#### Complete the following
- 1) According to the Java patching text, in which months does Oracle release its Critical Patch Updates?
- 2) Repeat the Java patching text between "There is a widespread" and "itself can create.", inclusive, switching "enterprises" to "organizations".

#### Source text

There is a widespread but dangerous belief that Java security patching is a purely technical activity, separate from licensing. It is not. For Oracle Java, the right to receive security updates is the licence — Oracle's commercial model is built precisely on the value of staying patched. Many enterprises discover this only when they realise the update they just applied moved them from a free version onto a paid one, or when an Oracle approach reveals that their patched estate is also a licensed-but-unpaid estate. This pillar guide explains exactly how Java security updates and licensing intersect: the Critical Patch Update cycle, which versions receive free patches and for how long, the NFTC free-update window, the parity of OpenJDK security content, and the audit risk that patching itself can create.
Why Java patching is unavoidable
Java is one of the most widely deployed runtimes in enterprise computing, which makes it a standing target for security research and exploitation. The Java platform receives a steady stream of vulnerability fixes covering the class libraries, the cryptography stack, the virtual machine and the tooling. Some of these vulnerabilities are remotely exploitable and rated critical. An enterprise that runs an unpatched Java estate is carrying real, quantifiable security risk, and most security frameworks, cyber-insurance policies and customer audits now expect Java to be kept current.
That expectation is the foundation of Oracle's commercial Java model. Oracle does not, in practice, charge enterprises for the act of running Java — it charges for the ongoing right to receive the security updates that keep Java safe to run. Understanding patching is therefore the same as understanding the licence. You cannot reason about one without the other.
For Oracle Java, security updates are the product. The Java SE Subscription is, functionally, a subscription to the patch stream. Decisions about patching are licensing decisions.
The Critical Patch Update cycle
Oracle releases Java security fixes on a fixed quarterly schedule known as the Critical Patch Update, or CPU. These updates land four times a year — in January, April, July and October — on a predictable calendar that lets enterprises plan their patch windows in advance. Each CPU bundles the vulnerability fixes for the quarter across all the Java versions Oracle is actively maintaining at that time.

#### Extracted information

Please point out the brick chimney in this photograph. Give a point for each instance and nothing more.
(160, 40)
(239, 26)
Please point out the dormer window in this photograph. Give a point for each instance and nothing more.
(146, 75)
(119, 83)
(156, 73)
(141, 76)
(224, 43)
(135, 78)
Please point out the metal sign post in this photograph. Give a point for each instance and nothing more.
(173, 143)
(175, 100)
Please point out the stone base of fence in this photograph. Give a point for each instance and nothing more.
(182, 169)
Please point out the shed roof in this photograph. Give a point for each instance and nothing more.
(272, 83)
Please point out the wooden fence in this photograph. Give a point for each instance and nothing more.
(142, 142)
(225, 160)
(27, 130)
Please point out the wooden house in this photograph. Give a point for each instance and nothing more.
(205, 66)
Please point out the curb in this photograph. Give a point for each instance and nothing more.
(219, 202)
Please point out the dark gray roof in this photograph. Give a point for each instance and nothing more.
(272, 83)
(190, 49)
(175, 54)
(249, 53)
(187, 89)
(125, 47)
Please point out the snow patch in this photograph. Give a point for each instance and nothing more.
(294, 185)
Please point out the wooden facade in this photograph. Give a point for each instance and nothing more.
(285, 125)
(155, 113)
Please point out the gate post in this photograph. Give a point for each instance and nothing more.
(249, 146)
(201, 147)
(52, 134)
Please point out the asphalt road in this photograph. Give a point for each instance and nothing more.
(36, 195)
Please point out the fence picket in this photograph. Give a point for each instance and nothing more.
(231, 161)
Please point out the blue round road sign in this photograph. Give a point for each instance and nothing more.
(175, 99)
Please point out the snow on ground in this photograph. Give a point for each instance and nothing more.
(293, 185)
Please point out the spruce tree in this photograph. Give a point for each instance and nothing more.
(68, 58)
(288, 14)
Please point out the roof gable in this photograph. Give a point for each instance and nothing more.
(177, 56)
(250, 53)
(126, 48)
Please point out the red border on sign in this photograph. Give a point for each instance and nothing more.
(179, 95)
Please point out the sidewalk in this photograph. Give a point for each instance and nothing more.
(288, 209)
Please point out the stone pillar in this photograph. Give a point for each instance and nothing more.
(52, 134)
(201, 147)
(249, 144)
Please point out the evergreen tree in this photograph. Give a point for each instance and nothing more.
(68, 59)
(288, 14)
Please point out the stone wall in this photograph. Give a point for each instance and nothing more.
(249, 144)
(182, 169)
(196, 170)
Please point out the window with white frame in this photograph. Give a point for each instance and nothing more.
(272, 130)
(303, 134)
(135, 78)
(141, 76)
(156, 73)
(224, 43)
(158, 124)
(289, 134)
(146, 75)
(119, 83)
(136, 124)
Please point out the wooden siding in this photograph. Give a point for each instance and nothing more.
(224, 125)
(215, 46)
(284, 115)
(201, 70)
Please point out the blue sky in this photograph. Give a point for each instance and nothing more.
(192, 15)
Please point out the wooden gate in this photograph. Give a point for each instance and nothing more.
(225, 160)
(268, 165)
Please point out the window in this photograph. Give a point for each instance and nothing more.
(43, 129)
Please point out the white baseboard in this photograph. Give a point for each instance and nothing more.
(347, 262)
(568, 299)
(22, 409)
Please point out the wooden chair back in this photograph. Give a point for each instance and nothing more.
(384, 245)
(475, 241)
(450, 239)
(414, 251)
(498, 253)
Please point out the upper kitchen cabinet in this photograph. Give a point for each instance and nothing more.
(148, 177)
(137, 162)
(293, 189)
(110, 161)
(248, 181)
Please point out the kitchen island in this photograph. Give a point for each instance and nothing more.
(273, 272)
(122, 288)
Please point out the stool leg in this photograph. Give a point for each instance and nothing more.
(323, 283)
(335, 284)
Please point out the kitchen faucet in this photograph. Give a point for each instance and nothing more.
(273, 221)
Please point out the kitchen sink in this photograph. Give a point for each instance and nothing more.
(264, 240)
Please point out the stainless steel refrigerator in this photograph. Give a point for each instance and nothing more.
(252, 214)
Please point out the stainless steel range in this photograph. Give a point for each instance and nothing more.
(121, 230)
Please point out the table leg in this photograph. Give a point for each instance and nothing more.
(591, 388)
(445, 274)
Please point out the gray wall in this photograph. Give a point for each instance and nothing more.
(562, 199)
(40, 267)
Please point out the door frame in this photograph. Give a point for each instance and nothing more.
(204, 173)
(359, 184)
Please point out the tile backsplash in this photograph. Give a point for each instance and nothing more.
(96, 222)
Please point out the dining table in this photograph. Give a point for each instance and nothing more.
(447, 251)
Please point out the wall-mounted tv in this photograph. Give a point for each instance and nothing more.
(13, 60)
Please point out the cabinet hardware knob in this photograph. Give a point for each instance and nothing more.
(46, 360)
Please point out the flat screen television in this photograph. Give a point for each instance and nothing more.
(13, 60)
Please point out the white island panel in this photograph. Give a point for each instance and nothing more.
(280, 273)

#### In response
- 1) January, April, July and October.

- 2)
There is a widespread but dangerous belief that Java security patching is a purely technical activity, separate from licensing. It is not. For Oracle Java, the right to receive security updates is the licence — Oracle's commercial model is built precisely on the value of staying patched. Many organizations discover this only when they realise the update they just applied moved them from a free version onto a paid one, or when an Oracle approach reveals that their patched estate is also a licensed-but-unpaid estate. This pillar guide explains exactly how Java security updates and licensing intersect: the Critical Patch Update cycle, which versions receive free patches and for how long, the NFTC free-update window, the parity of OpenJDK security content, and the audit risk that patching itself can create.